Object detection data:
┄┄┄┄┄┄┄┄┄┄

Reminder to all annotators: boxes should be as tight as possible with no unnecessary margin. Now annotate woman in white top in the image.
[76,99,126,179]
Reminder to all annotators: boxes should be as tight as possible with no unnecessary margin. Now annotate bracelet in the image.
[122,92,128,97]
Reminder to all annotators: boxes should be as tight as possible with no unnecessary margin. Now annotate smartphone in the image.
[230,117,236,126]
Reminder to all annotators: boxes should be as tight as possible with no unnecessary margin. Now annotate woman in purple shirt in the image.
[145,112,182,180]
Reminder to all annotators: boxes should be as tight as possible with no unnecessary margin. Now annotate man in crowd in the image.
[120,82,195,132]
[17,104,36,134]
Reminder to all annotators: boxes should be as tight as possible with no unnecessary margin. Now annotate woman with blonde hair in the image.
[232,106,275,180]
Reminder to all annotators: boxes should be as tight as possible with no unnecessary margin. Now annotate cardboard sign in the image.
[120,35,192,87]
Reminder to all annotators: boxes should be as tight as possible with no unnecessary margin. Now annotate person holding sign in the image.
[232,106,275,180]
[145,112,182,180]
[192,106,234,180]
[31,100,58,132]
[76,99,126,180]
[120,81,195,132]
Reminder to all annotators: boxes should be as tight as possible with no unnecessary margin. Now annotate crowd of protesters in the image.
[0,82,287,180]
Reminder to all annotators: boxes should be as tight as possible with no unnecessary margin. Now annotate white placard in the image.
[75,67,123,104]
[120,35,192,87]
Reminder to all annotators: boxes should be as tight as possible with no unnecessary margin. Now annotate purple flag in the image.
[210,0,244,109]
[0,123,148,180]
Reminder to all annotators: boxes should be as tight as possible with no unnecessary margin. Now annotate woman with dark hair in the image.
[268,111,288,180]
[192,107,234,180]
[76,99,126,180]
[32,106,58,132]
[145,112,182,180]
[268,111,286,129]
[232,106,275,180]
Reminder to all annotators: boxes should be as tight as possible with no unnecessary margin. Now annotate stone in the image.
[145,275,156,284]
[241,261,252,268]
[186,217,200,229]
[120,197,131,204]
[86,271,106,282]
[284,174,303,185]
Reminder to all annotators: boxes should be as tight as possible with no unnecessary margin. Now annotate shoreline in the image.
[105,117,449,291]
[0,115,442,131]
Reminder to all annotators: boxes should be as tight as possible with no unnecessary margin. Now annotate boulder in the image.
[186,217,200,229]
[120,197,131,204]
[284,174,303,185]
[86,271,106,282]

┄┄┄┄┄┄┄┄┄┄

▸ **EXERCISE**
Rewrite every one of the items above, putting "lady" wherever "woman" appears and keeping everything else the same.

▸ **THE SOLUTION**
Reminder to all annotators: boxes should be as tight as possible with no unnecessary margin. Now annotate lady in white top in the image.
[76,99,126,179]
Reminder to all annotators: boxes should be as tight as possible with no unnecessary margin. Now annotate bracelet in the image.
[122,92,128,97]
Reminder to all annotators: boxes should be as tight as possible with no unnecessary margin. Now annotate smartphone in the image.
[230,117,236,126]
Reminder to all annotators: boxes should be as tight as possible with no unnecessary margin. Now annotate lady in purple shirt in the image.
[145,112,182,180]
Reminder to all annotators: boxes should be as tight as possible with no unnecessary margin. Now annotate man in crowd in the image.
[120,82,195,132]
[17,104,36,134]
Reminder to all annotators: boxes should be as tight as possible with no unnecessary margin. Now annotate lady with blonde hair in the image.
[232,106,275,180]
Reminder to all annotators: boxes should be as tight as possible with no unnecessary margin. Now annotate cardboard sign in the image.
[120,35,192,87]
Reminder to all annotators: boxes should be as tight as possible with no unnecessary margin. Now annotate person holding sign in the image.
[232,106,275,180]
[145,112,182,180]
[192,106,234,180]
[31,100,58,132]
[76,99,126,180]
[120,81,195,132]
Reminder to all annotators: boxes should be as tight as possible with no unnecessary margin. Now annotate crowd of protesters in the image.
[0,82,287,180]
Reminder to all annotators: boxes should be as tight as possible with no unnecessary margin. Now annotate white placard in the image.
[75,67,123,104]
[120,35,192,87]
Reminder to all annotators: boxes should be as tight as possible with no unnecessary margin. Now annotate purple flag in the image.
[210,0,244,109]
[0,123,148,180]
Reminder to all annotators: boxes should be as tight as possible with no unnecessary margin. Now annotate lady with dark hair in the image.
[268,111,288,180]
[192,107,234,180]
[76,99,126,180]
[32,106,58,132]
[145,112,182,180]
[268,111,286,129]
[232,106,275,180]
Reminder to all annotators: boxes should be as tight as possible with no unnecessary margin. Now annotate stone in the image.
[145,275,156,284]
[241,261,252,268]
[186,217,200,229]
[120,197,131,204]
[86,271,106,282]
[284,174,303,185]
Reminder to all annotators: boxes should be as tight as possible with no unnecessary margin. Now annotate shoreline in the image.
[105,117,449,291]
[0,115,442,131]
Reminder to all annotators: boxes should be as tight as possible with no unnecessary margin. Now annotate boulder in the image.
[186,217,200,229]
[120,197,131,204]
[284,174,303,185]
[86,271,106,282]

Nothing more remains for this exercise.